### TEXT SHOWN:
* Start *

Part 1 of The Complete Guide to Stationary Workholding and Machining Fixtures
“Time is money.”
“If you’re not making chips you’re not making money.”
If you’re in the machining business, you’ve heard these two sayings. The first one is about reducing cycle times, making your widgets quickly. The second is about using your machines to the fullest. If your machines are not actively removing material from the workpiece, i.e. making chips, then you are wasting valuable capital resources. Cycle times are composed of both chip-making and non-chip-making activities, and it is our goal to reduce those wasteful non-chip-making activities. That is where workholding comes in.
The choice of fixtures and devices to hold the workpiece during machining can have a large effect on cycle time and profitability of machining operations. In this series, we will explore how the choice of workholding systems impacts both the economics and the physics of the machining process.
Economics is about time and money, and it prompts us to minimize the time spent in all phases of the machining business in order to increase profitability. Essentially, it tells us what we want to do. The economics of the machining business pressures us to constantly improve the productivity of our operations. To do this, we must make optimal use of our shop floor personnel and of the machine tools in our inventory. This can take the form of effective scheduling to minimize idle time, e.g. excess capacity; as well as minimizing cycle time for making individual pieces.

* End *

### RECORDED DATA:

* Start *

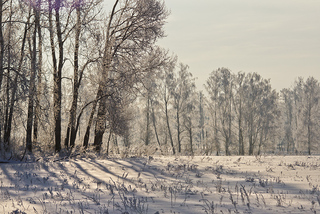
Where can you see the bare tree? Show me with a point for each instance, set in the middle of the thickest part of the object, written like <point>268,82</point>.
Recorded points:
<point>132,30</point>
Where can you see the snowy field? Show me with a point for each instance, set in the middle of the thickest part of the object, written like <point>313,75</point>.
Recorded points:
<point>157,184</point>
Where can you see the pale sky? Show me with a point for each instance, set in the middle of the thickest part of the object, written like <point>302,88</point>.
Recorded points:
<point>279,39</point>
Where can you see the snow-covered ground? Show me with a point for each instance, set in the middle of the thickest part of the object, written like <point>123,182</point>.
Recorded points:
<point>158,184</point>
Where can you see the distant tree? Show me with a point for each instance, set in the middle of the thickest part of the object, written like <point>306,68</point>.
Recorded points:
<point>311,111</point>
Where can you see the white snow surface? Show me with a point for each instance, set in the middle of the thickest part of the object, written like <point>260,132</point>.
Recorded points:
<point>160,184</point>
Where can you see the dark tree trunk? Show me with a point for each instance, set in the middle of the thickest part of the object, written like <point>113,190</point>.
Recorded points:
<point>32,86</point>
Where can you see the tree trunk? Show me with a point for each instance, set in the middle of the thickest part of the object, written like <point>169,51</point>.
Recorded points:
<point>32,86</point>
<point>1,51</point>
<point>168,124</point>
<point>87,134</point>
<point>8,123</point>
<point>100,123</point>
<point>39,77</point>
<point>155,128</point>
<point>148,121</point>
<point>178,130</point>
<point>76,84</point>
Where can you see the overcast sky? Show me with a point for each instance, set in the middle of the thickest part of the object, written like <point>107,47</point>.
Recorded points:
<point>279,39</point>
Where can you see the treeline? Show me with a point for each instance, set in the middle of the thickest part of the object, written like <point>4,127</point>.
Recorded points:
<point>72,76</point>
<point>238,114</point>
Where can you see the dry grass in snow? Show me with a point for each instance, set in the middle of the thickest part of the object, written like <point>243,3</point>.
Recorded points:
<point>266,184</point>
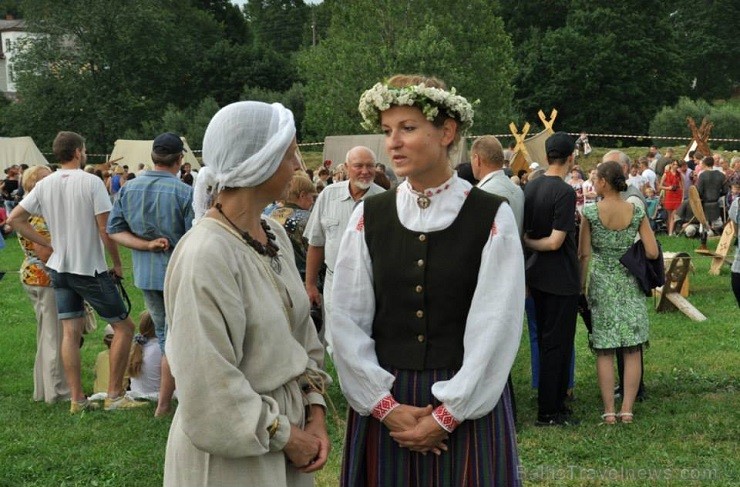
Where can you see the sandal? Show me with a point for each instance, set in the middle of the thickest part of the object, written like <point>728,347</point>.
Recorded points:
<point>626,417</point>
<point>609,418</point>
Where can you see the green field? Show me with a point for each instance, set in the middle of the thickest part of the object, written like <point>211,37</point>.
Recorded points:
<point>685,433</point>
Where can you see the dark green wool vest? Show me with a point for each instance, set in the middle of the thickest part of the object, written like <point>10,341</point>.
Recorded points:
<point>424,282</point>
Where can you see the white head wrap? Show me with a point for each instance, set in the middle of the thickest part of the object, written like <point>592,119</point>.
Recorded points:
<point>242,147</point>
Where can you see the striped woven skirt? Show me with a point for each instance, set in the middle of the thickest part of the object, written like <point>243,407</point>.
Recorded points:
<point>481,452</point>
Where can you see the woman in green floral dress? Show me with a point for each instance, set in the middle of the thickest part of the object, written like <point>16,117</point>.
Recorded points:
<point>620,320</point>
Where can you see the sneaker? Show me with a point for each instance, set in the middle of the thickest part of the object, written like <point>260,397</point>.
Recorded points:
<point>82,406</point>
<point>123,402</point>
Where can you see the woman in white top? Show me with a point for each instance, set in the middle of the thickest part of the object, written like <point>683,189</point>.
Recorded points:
<point>241,345</point>
<point>429,302</point>
<point>144,367</point>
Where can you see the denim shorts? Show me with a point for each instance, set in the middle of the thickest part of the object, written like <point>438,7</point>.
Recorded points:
<point>154,301</point>
<point>99,290</point>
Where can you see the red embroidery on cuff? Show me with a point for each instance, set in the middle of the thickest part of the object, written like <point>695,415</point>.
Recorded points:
<point>384,407</point>
<point>445,418</point>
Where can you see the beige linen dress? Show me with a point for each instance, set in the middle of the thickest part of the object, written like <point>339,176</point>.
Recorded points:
<point>240,344</point>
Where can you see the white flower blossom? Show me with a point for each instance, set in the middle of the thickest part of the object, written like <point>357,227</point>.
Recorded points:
<point>428,99</point>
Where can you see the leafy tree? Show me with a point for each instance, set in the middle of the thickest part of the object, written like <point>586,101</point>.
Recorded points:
<point>278,24</point>
<point>292,98</point>
<point>100,70</point>
<point>522,19</point>
<point>230,17</point>
<point>226,67</point>
<point>671,121</point>
<point>191,123</point>
<point>11,7</point>
<point>709,48</point>
<point>465,46</point>
<point>603,71</point>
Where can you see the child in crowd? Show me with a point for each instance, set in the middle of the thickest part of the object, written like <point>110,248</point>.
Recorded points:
<point>733,194</point>
<point>144,361</point>
<point>651,202</point>
<point>576,182</point>
<point>102,367</point>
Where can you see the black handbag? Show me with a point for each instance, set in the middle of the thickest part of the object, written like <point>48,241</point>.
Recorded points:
<point>650,273</point>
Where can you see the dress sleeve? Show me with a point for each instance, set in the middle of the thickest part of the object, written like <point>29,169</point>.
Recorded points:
<point>313,232</point>
<point>364,382</point>
<point>116,221</point>
<point>734,213</point>
<point>221,413</point>
<point>493,328</point>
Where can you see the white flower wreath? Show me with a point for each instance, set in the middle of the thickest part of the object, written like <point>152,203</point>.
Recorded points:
<point>380,98</point>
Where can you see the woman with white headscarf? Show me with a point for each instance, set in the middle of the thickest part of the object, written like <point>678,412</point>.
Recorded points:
<point>242,347</point>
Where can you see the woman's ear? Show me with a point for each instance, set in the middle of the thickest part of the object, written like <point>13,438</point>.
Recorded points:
<point>449,131</point>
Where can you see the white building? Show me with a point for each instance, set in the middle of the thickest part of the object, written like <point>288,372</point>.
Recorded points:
<point>11,31</point>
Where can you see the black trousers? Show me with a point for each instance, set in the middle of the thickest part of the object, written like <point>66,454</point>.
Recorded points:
<point>556,329</point>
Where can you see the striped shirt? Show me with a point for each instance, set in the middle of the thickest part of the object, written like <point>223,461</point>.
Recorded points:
<point>155,204</point>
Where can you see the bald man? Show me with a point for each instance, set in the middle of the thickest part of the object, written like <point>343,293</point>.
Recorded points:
<point>487,161</point>
<point>328,220</point>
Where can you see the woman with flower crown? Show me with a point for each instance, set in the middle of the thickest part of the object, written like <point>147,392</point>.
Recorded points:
<point>427,323</point>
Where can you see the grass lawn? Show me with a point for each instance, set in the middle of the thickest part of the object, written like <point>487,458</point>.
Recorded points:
<point>685,433</point>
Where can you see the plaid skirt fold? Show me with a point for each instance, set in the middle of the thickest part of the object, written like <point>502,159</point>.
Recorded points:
<point>481,452</point>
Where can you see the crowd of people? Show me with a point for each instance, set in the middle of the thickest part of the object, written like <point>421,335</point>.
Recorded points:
<point>252,269</point>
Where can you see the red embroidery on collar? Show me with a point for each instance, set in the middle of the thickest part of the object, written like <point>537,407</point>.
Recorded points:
<point>445,418</point>
<point>430,192</point>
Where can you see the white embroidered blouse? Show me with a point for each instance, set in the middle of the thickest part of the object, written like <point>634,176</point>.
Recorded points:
<point>494,324</point>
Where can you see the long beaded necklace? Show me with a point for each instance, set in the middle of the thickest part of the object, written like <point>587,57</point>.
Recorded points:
<point>270,250</point>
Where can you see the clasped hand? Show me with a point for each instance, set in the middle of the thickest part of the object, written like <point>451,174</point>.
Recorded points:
<point>308,448</point>
<point>416,429</point>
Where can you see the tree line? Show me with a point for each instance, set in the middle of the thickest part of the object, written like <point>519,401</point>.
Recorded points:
<point>134,68</point>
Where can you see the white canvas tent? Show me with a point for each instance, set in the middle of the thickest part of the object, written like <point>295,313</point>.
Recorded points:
<point>19,150</point>
<point>133,152</point>
<point>336,147</point>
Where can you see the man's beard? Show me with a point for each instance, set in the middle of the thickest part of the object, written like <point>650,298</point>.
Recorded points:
<point>363,185</point>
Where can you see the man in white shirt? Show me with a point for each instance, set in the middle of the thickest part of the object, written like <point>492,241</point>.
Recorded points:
<point>487,160</point>
<point>648,174</point>
<point>328,221</point>
<point>75,205</point>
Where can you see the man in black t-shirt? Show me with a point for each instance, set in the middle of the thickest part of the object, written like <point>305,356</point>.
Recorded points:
<point>553,276</point>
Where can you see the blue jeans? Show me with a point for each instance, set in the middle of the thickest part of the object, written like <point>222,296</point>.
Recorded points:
<point>71,290</point>
<point>154,301</point>
<point>535,350</point>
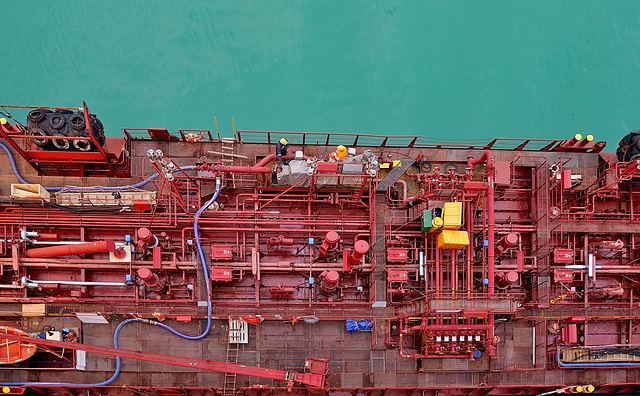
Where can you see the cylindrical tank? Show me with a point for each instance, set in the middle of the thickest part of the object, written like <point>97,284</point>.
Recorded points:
<point>146,236</point>
<point>508,241</point>
<point>329,282</point>
<point>613,245</point>
<point>48,236</point>
<point>152,280</point>
<point>359,250</point>
<point>504,280</point>
<point>280,240</point>
<point>70,250</point>
<point>329,244</point>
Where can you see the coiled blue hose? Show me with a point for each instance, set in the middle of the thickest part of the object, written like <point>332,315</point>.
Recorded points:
<point>127,321</point>
<point>13,163</point>
<point>54,189</point>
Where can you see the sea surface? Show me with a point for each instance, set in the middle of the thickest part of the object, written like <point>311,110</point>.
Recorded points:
<point>544,69</point>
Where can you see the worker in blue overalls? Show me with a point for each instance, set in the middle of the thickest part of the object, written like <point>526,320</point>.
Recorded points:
<point>281,149</point>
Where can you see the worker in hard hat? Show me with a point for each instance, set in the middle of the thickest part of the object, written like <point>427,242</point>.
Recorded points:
<point>339,154</point>
<point>281,149</point>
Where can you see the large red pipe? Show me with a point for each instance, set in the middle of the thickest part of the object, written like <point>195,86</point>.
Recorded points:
<point>488,157</point>
<point>70,250</point>
<point>260,167</point>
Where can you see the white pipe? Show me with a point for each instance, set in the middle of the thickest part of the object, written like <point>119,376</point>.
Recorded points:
<point>34,283</point>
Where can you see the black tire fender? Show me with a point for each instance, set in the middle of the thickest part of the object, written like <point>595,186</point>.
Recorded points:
<point>57,121</point>
<point>36,115</point>
<point>77,122</point>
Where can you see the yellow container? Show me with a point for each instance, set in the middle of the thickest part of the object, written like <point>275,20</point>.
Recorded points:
<point>448,239</point>
<point>436,224</point>
<point>452,215</point>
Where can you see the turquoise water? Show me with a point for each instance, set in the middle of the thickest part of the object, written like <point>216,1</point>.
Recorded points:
<point>444,69</point>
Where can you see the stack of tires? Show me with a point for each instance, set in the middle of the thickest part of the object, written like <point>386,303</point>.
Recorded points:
<point>63,123</point>
<point>629,147</point>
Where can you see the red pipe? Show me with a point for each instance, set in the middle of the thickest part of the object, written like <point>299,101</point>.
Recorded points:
<point>488,157</point>
<point>359,250</point>
<point>70,250</point>
<point>404,190</point>
<point>152,280</point>
<point>260,167</point>
<point>330,243</point>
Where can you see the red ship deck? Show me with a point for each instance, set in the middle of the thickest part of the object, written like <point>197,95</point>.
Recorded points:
<point>529,286</point>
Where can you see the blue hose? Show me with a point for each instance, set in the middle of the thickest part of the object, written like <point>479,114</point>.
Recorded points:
<point>54,189</point>
<point>116,333</point>
<point>13,163</point>
<point>592,365</point>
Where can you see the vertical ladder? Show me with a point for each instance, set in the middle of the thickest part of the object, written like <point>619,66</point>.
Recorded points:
<point>238,334</point>
<point>230,378</point>
<point>228,147</point>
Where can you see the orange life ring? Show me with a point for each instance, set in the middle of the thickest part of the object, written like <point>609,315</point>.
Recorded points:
<point>192,137</point>
<point>252,319</point>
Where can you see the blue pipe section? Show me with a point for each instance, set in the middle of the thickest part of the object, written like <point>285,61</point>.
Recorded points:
<point>116,333</point>
<point>13,163</point>
<point>592,365</point>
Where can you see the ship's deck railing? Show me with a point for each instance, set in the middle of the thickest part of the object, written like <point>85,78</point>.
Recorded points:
<point>347,139</point>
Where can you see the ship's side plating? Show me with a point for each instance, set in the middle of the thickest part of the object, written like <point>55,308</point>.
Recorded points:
<point>414,265</point>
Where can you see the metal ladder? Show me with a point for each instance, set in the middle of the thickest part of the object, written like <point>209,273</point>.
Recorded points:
<point>228,147</point>
<point>230,378</point>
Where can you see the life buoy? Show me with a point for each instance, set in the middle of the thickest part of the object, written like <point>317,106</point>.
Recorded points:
<point>77,122</point>
<point>192,137</point>
<point>253,319</point>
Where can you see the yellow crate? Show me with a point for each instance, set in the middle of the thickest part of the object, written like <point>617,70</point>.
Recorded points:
<point>452,215</point>
<point>29,191</point>
<point>448,239</point>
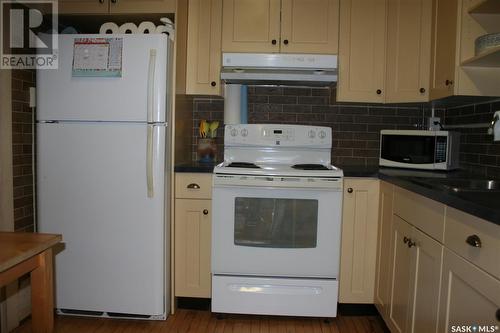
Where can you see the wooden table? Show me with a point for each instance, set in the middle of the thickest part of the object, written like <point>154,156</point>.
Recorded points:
<point>22,253</point>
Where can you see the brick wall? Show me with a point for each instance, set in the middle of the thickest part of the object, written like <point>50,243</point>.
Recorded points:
<point>478,152</point>
<point>22,149</point>
<point>356,127</point>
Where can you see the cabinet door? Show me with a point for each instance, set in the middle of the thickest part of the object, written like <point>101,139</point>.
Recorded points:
<point>204,47</point>
<point>83,6</point>
<point>444,34</point>
<point>140,6</point>
<point>401,276</point>
<point>383,272</point>
<point>469,296</point>
<point>251,26</point>
<point>408,55</point>
<point>362,51</point>
<point>427,258</point>
<point>359,241</point>
<point>309,26</point>
<point>192,247</point>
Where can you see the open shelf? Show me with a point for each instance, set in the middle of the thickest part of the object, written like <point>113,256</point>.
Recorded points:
<point>489,58</point>
<point>485,7</point>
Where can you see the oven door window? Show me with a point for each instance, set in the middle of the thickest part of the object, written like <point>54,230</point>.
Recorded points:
<point>275,223</point>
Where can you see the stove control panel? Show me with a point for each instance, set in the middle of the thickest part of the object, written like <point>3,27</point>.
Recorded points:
<point>278,135</point>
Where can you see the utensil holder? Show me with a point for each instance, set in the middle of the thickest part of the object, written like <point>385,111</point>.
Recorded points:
<point>207,150</point>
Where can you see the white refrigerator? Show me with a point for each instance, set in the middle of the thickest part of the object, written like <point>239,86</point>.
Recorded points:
<point>102,172</point>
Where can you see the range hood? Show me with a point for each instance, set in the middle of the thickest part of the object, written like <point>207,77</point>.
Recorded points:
<point>278,68</point>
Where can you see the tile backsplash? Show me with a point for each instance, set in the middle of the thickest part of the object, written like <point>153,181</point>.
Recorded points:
<point>356,127</point>
<point>478,152</point>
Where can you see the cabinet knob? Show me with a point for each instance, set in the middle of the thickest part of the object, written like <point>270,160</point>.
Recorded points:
<point>474,241</point>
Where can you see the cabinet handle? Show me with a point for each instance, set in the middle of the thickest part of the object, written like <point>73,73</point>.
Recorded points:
<point>474,241</point>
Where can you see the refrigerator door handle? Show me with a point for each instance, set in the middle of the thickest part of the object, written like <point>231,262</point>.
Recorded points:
<point>149,161</point>
<point>151,84</point>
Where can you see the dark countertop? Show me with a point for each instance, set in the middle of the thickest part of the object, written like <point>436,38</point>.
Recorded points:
<point>485,205</point>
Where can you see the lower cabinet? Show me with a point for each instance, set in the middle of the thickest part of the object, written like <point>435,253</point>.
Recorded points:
<point>429,287</point>
<point>359,240</point>
<point>192,235</point>
<point>469,296</point>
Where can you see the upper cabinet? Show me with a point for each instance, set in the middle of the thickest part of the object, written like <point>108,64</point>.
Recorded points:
<point>115,6</point>
<point>288,26</point>
<point>396,51</point>
<point>477,74</point>
<point>204,47</point>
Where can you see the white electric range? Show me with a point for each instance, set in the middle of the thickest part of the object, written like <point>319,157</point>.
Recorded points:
<point>276,222</point>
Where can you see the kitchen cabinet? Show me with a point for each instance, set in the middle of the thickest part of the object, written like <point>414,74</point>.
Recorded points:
<point>396,51</point>
<point>288,26</point>
<point>192,229</point>
<point>204,47</point>
<point>362,40</point>
<point>384,249</point>
<point>477,75</point>
<point>116,6</point>
<point>359,241</point>
<point>416,272</point>
<point>469,295</point>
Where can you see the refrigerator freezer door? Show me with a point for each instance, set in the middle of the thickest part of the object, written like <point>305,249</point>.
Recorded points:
<point>62,96</point>
<point>92,188</point>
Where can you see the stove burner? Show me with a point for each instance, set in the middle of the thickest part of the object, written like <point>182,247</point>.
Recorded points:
<point>243,165</point>
<point>309,167</point>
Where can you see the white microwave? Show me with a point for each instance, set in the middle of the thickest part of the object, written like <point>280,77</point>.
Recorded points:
<point>419,149</point>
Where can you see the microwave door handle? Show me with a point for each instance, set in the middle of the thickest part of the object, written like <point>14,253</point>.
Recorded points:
<point>151,85</point>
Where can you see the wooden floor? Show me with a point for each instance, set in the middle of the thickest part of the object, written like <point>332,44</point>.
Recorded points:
<point>205,322</point>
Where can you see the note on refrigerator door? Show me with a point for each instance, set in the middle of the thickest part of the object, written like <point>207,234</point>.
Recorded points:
<point>97,57</point>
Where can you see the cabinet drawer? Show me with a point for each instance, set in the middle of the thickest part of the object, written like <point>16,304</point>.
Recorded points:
<point>460,226</point>
<point>425,214</point>
<point>193,185</point>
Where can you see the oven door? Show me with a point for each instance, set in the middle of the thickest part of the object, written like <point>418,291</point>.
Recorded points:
<point>273,231</point>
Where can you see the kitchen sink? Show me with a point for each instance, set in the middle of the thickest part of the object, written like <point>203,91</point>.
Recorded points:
<point>459,184</point>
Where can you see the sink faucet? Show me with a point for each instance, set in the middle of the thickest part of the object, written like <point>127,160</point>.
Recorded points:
<point>495,126</point>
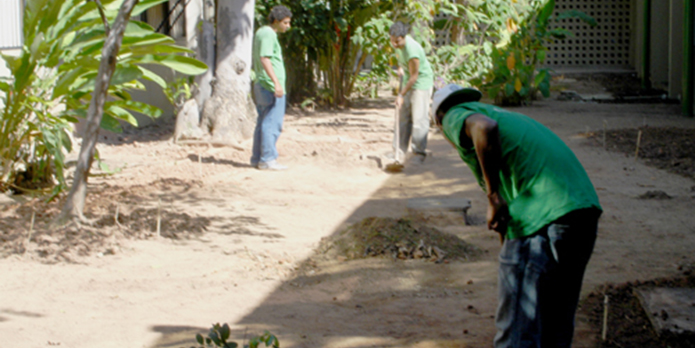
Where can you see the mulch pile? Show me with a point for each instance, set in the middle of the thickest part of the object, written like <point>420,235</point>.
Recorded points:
<point>398,239</point>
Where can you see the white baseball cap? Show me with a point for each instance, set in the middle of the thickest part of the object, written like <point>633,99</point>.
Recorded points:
<point>451,95</point>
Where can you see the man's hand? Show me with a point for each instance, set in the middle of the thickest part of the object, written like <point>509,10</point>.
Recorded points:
<point>497,214</point>
<point>279,92</point>
<point>399,101</point>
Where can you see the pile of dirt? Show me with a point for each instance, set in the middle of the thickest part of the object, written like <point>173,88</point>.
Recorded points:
<point>403,238</point>
<point>672,149</point>
<point>115,214</point>
<point>628,324</point>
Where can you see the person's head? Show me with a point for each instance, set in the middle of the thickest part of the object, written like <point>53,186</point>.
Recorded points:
<point>279,18</point>
<point>398,32</point>
<point>449,96</point>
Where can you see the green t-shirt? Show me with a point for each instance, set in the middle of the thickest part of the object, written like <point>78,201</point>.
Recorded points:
<point>412,49</point>
<point>540,178</point>
<point>266,44</point>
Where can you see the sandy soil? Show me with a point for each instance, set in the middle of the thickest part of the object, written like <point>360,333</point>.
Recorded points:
<point>238,245</point>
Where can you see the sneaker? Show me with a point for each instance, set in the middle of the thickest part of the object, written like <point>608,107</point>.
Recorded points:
<point>272,165</point>
<point>419,158</point>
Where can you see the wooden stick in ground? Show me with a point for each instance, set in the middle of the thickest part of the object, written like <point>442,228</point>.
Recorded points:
<point>604,331</point>
<point>605,125</point>
<point>159,218</point>
<point>639,139</point>
<point>115,217</point>
<point>31,229</point>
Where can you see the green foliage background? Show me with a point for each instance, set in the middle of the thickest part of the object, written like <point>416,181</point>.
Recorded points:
<point>53,78</point>
<point>331,38</point>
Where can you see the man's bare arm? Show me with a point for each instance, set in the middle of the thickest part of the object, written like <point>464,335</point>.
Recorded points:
<point>268,67</point>
<point>482,133</point>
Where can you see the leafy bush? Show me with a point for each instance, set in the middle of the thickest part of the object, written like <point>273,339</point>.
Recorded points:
<point>515,77</point>
<point>219,334</point>
<point>53,78</point>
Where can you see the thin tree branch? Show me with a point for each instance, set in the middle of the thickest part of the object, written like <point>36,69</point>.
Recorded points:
<point>100,7</point>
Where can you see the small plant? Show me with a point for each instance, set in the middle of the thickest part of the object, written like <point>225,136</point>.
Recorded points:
<point>219,334</point>
<point>180,90</point>
<point>308,104</point>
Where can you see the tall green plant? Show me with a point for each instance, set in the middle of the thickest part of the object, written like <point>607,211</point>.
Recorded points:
<point>516,74</point>
<point>52,80</point>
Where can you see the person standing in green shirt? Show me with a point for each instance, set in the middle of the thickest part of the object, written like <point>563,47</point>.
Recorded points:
<point>542,203</point>
<point>269,89</point>
<point>413,99</point>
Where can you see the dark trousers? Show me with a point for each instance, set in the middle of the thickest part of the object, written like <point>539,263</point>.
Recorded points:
<point>540,279</point>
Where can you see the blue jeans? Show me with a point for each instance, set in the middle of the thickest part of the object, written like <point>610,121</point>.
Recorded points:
<point>271,114</point>
<point>540,278</point>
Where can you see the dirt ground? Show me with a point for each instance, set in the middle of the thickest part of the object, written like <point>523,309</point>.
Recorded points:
<point>247,247</point>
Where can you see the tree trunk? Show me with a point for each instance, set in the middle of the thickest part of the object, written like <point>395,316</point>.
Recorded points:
<point>230,114</point>
<point>74,204</point>
<point>204,42</point>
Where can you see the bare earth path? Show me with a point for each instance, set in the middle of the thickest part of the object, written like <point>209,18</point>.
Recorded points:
<point>255,266</point>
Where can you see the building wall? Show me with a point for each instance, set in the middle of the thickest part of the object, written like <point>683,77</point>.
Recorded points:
<point>609,45</point>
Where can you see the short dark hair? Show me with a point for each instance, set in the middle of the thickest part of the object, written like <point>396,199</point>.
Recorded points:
<point>399,29</point>
<point>278,13</point>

* End *

### WHAT IS REQUIRED:
In the workholding guide, reproduce word for word the passage starting with "The choice of fixtures" and going on through "making individual pieces.".

### PROBLEM SOLUTION:
The choice of fixtures and devices to hold the workpiece during machining can have a large effect on cycle time and profitability of machining operations. In this series, we will explore how the choice of workholding systems impacts both the economics and the physics of the machining process.
Economics is about time and money, and it prompts us to minimize the time spent in all phases of the machining business in order to increase profitability. Essentially, it tells us what we want to do. The economics of the machining business pressures us to constantly improve the productivity of our operations. To do this, we must make optimal use of our shop floor personnel and of the machine tools in our inventory. This can take the form of effective scheduling to minimize idle time, e.g. excess capacity; as well as minimizing cycle time for making individual pieces.